### Directions for this task
Where a line in the entries below contains the word "each", it counts; give the total by itself.

### Stored data
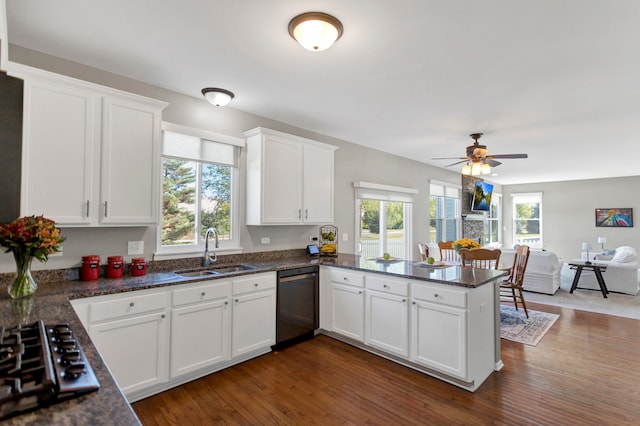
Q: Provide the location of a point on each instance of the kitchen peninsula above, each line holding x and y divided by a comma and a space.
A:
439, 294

---

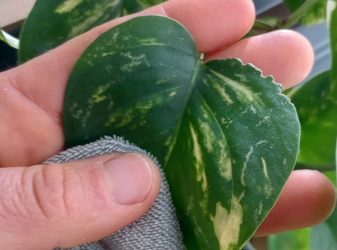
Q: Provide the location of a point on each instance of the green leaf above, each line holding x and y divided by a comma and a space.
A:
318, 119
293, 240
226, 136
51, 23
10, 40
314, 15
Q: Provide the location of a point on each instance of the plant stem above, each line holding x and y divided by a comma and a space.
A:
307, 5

--

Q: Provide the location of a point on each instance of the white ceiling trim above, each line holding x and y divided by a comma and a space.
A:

### Problem solution
4